* TEXT EXTRACT *
○ ○ ○ ○ ○ ○ ○

Thanks to everyone above for the great commentary, really was nice to follow as I started troubleshooting not being able to load in my existing dfx principal via agent-js (I received the same different dfx and node principals as everyone else).
Since it did take me a bit of time to get through it all, hopefully these steps make it easier for those of you running into a similar issue (as of the time of this post).
Navigate to my .dfx identities → ~/.config/.dfx/identity
Create a new identity → mkdir local-testing; cd local-testing
Look up how to generate a key → quill generate --help
Generate a key and seed file → quill generate --pem-file identity.pem --seed-file seed.txt
Now implement Kyle’s code snippet below (copied from comment this post is replying to)
If you run this an have NodeJS version 17+, you will receive the following error coming from the hdkey library import → Error: error:0308010C:digital envelope routines::unsupported. The possible solutions for getting around this are here, the easiest of which is downgrading to node 16. (@kpeacock/sdk team can you provide a node 17+ solution? )
Now running the above node script and dfx identity get-principal should return the same identity! Yay!

○ ○ ○ ○ ○ ○ ○

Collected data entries
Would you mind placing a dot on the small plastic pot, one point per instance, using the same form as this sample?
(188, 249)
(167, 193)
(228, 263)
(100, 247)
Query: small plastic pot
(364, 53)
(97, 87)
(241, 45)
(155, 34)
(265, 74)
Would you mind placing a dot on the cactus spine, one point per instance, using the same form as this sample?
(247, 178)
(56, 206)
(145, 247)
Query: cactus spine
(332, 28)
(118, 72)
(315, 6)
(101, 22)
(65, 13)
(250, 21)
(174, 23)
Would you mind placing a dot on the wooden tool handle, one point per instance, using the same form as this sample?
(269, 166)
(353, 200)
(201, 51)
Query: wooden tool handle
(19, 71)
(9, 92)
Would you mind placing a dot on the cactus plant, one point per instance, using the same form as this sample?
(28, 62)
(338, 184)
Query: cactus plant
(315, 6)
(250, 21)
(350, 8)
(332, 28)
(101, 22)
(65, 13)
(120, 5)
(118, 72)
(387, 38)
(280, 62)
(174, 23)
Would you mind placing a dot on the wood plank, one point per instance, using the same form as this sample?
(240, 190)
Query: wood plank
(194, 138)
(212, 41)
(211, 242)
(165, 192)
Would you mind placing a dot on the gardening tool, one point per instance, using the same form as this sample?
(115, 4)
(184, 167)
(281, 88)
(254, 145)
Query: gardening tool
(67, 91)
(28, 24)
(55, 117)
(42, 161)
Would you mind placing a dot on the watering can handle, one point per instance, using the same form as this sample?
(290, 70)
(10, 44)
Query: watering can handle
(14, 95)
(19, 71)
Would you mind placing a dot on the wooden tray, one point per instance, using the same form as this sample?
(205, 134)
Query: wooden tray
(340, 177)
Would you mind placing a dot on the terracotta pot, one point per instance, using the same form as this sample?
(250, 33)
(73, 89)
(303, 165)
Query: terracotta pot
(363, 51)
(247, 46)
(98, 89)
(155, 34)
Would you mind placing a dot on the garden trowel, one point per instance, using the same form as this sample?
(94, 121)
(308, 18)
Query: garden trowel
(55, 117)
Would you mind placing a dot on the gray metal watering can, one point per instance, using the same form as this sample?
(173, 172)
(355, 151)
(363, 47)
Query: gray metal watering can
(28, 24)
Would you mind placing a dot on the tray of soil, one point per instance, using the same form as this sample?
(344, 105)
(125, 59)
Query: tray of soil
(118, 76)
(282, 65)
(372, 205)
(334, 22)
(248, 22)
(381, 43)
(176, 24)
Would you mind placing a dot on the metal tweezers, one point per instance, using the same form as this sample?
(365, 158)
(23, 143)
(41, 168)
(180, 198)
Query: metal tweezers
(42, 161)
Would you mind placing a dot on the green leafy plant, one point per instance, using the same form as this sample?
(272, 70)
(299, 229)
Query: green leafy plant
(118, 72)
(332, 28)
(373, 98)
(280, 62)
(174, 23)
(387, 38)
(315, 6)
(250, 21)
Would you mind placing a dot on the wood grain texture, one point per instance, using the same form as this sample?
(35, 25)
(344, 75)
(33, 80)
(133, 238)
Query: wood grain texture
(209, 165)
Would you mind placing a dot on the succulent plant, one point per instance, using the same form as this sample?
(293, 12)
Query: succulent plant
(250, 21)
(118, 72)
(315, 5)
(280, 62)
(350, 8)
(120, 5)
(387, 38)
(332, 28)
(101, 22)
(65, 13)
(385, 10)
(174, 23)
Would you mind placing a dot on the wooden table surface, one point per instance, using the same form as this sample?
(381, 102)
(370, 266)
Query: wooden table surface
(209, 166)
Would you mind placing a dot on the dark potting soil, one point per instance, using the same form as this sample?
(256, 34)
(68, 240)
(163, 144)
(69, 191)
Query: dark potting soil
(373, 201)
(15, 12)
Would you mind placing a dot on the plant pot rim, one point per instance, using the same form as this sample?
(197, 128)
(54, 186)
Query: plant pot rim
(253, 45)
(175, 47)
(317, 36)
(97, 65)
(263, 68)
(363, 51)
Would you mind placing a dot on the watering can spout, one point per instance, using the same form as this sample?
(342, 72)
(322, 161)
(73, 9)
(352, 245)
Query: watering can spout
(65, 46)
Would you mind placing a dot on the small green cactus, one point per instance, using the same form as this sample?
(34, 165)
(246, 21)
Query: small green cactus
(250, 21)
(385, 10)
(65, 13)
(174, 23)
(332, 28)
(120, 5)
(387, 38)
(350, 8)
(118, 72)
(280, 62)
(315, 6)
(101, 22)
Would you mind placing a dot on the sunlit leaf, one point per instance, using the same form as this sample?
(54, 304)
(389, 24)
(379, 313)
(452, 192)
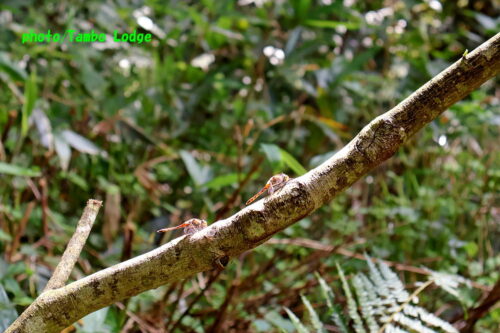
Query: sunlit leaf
(8, 311)
(42, 123)
(15, 72)
(16, 170)
(332, 24)
(63, 151)
(80, 143)
(30, 96)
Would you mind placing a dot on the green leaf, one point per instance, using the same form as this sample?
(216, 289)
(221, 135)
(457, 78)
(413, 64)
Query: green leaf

○ ○ ○ ○ ○ ○ ○

* EXERCISE OBJECTIVE *
From the post about dfx identities, extract the passage between "Since it did" and "17+ solution? )", inclusive. These rows have nothing to do with the post about dfx identities.

* THE RESPONSE *
Since it did take me a bit of time to get through it all, hopefully these steps make it easier for those of you running into a similar issue (as of the time of this post).
Navigate to my .dfx identities → ~/.config/.dfx/identity
Create a new identity → mkdir local-testing; cd local-testing
Look up how to generate a key → quill generate --help
Generate a key and seed file → quill generate --pem-file identity.pem --seed-file seed.txt
Now implement Kyle’s code snippet below (copied from comment this post is replying to)
If you run this an have NodeJS version 17+, you will receive the following error coming from the hdkey library import → Error: error:0308010C:digital envelope routines::unsupported. The possible solutions for getting around this are here, the easiest of which is downgrading to node 16. (@kpeacock/sdk team can you provide a node 17+ solution? )